◆ Instructions for the task: Restate the records that follow word for word; no pictures should appear.

◆ Entries:
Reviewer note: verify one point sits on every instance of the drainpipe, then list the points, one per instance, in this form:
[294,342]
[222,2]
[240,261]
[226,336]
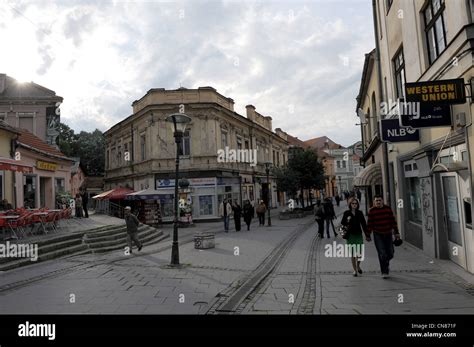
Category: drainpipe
[379,71]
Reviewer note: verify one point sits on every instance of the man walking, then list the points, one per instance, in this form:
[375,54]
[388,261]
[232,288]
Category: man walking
[225,210]
[132,229]
[381,222]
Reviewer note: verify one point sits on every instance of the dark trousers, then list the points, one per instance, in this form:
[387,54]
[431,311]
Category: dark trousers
[320,227]
[237,223]
[384,245]
[133,237]
[86,213]
[261,218]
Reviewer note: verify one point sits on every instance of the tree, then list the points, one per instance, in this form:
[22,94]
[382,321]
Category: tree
[89,147]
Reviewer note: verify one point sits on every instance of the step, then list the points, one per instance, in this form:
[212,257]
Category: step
[112,235]
[118,240]
[47,248]
[151,239]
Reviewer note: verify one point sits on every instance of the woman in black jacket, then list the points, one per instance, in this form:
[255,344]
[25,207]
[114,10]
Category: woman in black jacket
[354,222]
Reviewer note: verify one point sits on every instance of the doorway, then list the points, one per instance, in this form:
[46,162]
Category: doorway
[454,220]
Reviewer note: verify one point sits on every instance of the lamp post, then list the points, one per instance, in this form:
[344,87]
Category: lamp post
[179,121]
[268,165]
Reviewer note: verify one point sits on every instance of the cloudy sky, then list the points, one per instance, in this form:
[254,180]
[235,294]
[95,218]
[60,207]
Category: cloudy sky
[299,62]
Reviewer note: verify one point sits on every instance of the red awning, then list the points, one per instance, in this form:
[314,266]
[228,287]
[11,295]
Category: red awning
[114,194]
[14,165]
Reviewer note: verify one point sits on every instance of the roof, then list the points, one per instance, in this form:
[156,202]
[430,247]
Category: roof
[94,182]
[30,141]
[320,142]
[29,90]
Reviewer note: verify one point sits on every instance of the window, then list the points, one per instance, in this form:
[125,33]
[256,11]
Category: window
[2,181]
[119,156]
[59,185]
[224,139]
[399,74]
[142,147]
[186,144]
[414,198]
[435,29]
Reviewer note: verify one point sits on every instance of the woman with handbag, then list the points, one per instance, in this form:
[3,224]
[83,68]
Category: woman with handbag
[353,222]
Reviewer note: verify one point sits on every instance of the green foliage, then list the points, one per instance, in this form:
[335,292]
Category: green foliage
[90,147]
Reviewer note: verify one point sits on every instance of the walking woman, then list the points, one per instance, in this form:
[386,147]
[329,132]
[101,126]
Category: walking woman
[237,215]
[249,212]
[354,221]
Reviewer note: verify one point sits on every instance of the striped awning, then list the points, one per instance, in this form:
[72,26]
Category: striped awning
[371,175]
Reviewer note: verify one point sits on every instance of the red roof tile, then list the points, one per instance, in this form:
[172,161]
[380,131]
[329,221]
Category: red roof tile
[35,142]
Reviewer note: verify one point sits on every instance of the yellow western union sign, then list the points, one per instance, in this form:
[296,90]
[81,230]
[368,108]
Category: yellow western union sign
[43,165]
[436,92]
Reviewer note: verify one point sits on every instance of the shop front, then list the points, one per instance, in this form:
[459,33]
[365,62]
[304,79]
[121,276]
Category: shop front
[48,179]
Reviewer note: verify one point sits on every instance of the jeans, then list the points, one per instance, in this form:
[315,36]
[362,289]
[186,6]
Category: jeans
[384,245]
[134,237]
[226,223]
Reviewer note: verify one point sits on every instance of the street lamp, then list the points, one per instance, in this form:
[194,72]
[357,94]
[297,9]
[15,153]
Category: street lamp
[179,121]
[268,165]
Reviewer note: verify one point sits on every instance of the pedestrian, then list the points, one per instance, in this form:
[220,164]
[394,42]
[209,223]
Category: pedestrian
[78,203]
[261,208]
[354,222]
[319,216]
[225,210]
[329,215]
[381,222]
[237,215]
[249,213]
[132,223]
[85,200]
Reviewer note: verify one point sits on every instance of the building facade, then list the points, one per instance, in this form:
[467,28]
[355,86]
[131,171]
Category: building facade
[140,151]
[31,107]
[427,182]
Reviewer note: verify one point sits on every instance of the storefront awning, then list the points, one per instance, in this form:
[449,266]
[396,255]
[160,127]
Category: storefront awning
[147,194]
[14,165]
[114,194]
[371,175]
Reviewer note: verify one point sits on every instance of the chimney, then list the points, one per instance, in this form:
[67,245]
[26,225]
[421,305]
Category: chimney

◆ Exercise answer:
Reviewer note: verify one point sits on every instance of the drainpipe, then list the points, one per instance, in this form:
[294,342]
[222,2]
[240,261]
[226,336]
Category: drainpipe
[379,71]
Reviewer note: verify one point sits on every instance of the man walking, then list the points, one per instance, in this form:
[375,54]
[388,261]
[232,288]
Category: man walking
[225,210]
[132,229]
[381,222]
Reviewer note: verify one point sits on every instance of the dark trousers, then list the points, one per instance, in this form:
[387,54]
[431,311]
Category: dark trousers
[320,227]
[237,223]
[384,245]
[133,237]
[86,213]
[261,218]
Reviewer note: verify one point sits on every instance of the tree, then list the points, one per instance, in this form:
[22,94]
[382,321]
Category: tree
[89,147]
Reviewer note: verify one point sits on every instance of the step, then list the points, one per instance, in this form:
[212,257]
Category: step
[112,235]
[118,240]
[47,248]
[151,239]
Reviewer note: verify one point sits on every instance of the woman in black jacket, then list the points, one per instance, in this form:
[255,344]
[25,207]
[114,10]
Category: woman in black jacket
[354,222]
Reviewer note: verify one point sits on every instance of the doorway, then list the points, one per instance, in this form:
[46,162]
Category: doorway
[454,220]
Reviewer note: verify one point sits on every instance of the lamp post, then list the points, one per instance, in this form:
[344,87]
Category: lamp post
[179,121]
[268,165]
Reviewer note: verify one point sits on every instance of the cloudy sky, then list the points, one per instance, in this form:
[254,180]
[235,294]
[95,218]
[60,207]
Category: cloudy sky
[299,62]
Reviewer note: verify one point sits on every instance of the red awning, then list the points, one per instance, in this form:
[314,266]
[228,287]
[11,295]
Category: red awning
[114,194]
[14,165]
Reviewer note: verify one point sits on every instance of the roof, then list the points, one per instance, in this form:
[156,202]
[430,247]
Category: roof
[94,182]
[30,141]
[320,142]
[29,90]
Reviewer note: verify one point sits on every instance of the window, then list the points, one per instance, in this form:
[125,33]
[256,11]
Category: window
[2,181]
[119,156]
[59,185]
[224,139]
[399,74]
[142,147]
[186,144]
[414,198]
[435,29]
Reviewer note: verify one point sits on every instance of the woman with handbag, then list the points, one per instance, in this form:
[3,224]
[83,68]
Category: woman with handbag
[353,222]
Reviewer note: verify one point sits on every instance of the green foliage, then list the points, one per instance, in this form:
[335,292]
Category: green foliage
[90,147]
Reviewer note: verify one point sits on every instance of the walking woman, then list the points, one per instance, in this form:
[386,147]
[329,132]
[101,126]
Category: walking woman
[237,215]
[249,212]
[354,221]
Reviewer note: verify one point sits on every instance of the striped awning, then list the points, one per instance, in this form:
[72,26]
Category: striped awning
[371,175]
Reviewer note: verify one point sits on every instance of the red roof tile, then list the points, one per instance, in this form:
[172,161]
[380,131]
[329,221]
Category: red roof tile
[35,142]
Reviewer note: verify one point sits on every instance of the yellow western union sign, then list the points, one per instance, in this form:
[296,90]
[81,230]
[368,108]
Category: yellow western union sign
[43,165]
[436,92]
Reviewer note: verify one point sits on every instance of the shop front, then list the points, one per instance, in this form:
[459,33]
[365,62]
[304,79]
[121,276]
Category: shop front
[48,179]
Reviewer note: verify one point sits on every instance of the jeans, then list the points, one per instance, in this form:
[315,36]
[362,289]
[186,6]
Category: jeans
[384,245]
[134,237]
[226,223]
Reviewer note: verify one point sits on every instance of the street lamp, then list the points, one per instance, in this form:
[194,72]
[357,94]
[297,9]
[15,153]
Category: street lamp
[179,121]
[268,165]
Reviewer note: verify one point sits on every instance of the pedestrian, then list the points, one per instance, in this form:
[220,164]
[394,42]
[209,223]
Category: pedestrian
[78,203]
[261,208]
[354,222]
[319,216]
[225,210]
[329,215]
[381,222]
[237,215]
[249,213]
[132,223]
[85,200]
Reviewer note: verify one point sits on every instance of the building facade, then list the points, one per instance, in this form:
[467,28]
[355,86]
[131,171]
Category: building facade
[140,151]
[31,107]
[427,182]
Reviewer note: verify one point sits on every instance of the storefront awning, then list the points, one per instance, in this form:
[449,266]
[396,255]
[160,127]
Category: storefront awning
[147,194]
[14,165]
[114,194]
[371,175]
Reviewer note: verify one point sits on every instance of the chimney, then list the points, one per instance, in this form:
[67,245]
[26,225]
[421,305]
Category: chimney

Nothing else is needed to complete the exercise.